** RECORDS SHOWN follows **

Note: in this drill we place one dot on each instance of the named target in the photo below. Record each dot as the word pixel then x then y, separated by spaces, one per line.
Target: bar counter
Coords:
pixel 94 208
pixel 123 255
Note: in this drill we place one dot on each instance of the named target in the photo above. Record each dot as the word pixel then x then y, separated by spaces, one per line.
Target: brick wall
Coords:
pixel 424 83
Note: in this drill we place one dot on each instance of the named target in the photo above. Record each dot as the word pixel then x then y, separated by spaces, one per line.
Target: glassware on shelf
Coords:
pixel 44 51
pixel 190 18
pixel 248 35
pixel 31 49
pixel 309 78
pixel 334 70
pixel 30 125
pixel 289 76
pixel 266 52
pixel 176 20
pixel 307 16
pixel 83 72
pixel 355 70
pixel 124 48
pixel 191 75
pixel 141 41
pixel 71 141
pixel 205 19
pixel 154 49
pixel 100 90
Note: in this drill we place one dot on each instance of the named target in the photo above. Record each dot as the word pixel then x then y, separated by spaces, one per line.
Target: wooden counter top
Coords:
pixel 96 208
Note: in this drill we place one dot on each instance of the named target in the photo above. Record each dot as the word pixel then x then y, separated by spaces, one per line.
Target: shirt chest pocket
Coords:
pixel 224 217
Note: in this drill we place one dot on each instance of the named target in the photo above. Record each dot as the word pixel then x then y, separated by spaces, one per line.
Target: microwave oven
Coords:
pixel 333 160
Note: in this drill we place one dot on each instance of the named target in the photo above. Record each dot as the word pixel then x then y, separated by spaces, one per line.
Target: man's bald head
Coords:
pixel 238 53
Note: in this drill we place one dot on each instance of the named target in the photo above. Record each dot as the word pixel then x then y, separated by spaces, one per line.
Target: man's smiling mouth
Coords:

** End of RECORDS SHOWN **

Having gone through the data above, repeat it exactly.

Note: in this drill we place one dot on each instance of the named target in the photo below. Record each dot as the word pixel then x then y, separated by spaces, one per line.
Target: bar counter
Coords:
pixel 94 208
pixel 123 255
Note: in this drill we place one dot on each instance of the named target in the photo above. Record each dot as the word pixel then x then y, separated by spaces, one per line.
Target: brick wall
Coords:
pixel 424 83
Note: in this drill we place one dot on each instance of the named target in the photo above. Record each dot as the word pixel then x then y, separated by spaces, one per line.
Target: glassware on shelf
Coords:
pixel 44 51
pixel 190 18
pixel 248 35
pixel 31 49
pixel 309 78
pixel 334 70
pixel 30 125
pixel 289 76
pixel 266 52
pixel 176 20
pixel 307 16
pixel 83 72
pixel 355 70
pixel 124 48
pixel 191 75
pixel 141 41
pixel 71 141
pixel 205 19
pixel 154 49
pixel 100 90
Note: in this drill we place one dot on each instance of the named target in the photo above. Record each dot as the word pixel then x then y, separated by spaces, one per line.
Target: wooden counter top
Coords:
pixel 96 208
Note: in this drill we place one dot on each instance of the named target in the photo above. Record each dot as the word pixel then x then y, separated by spaces, one per line.
Target: shirt chest pocket
Coords:
pixel 224 217
Note: in this drill we place one dot on each instance of the named target in the photo above. Record each dot as the word pixel then x then y, separated by spaces, one per line.
Target: microwave oven
Coords:
pixel 333 160
Note: in this drill we place one dot on each instance of the named target in the photo above. Record each dot as the word pixel then x then y, separated by spaces, one per line.
Target: man's bald head
Coords:
pixel 238 53
Note: in this drill we place one dot on each instance of the named target in the photo above. Record each dot as the word pixel then x then y, separated by spaces, one per line.
Target: man's smiling mouth
Coords:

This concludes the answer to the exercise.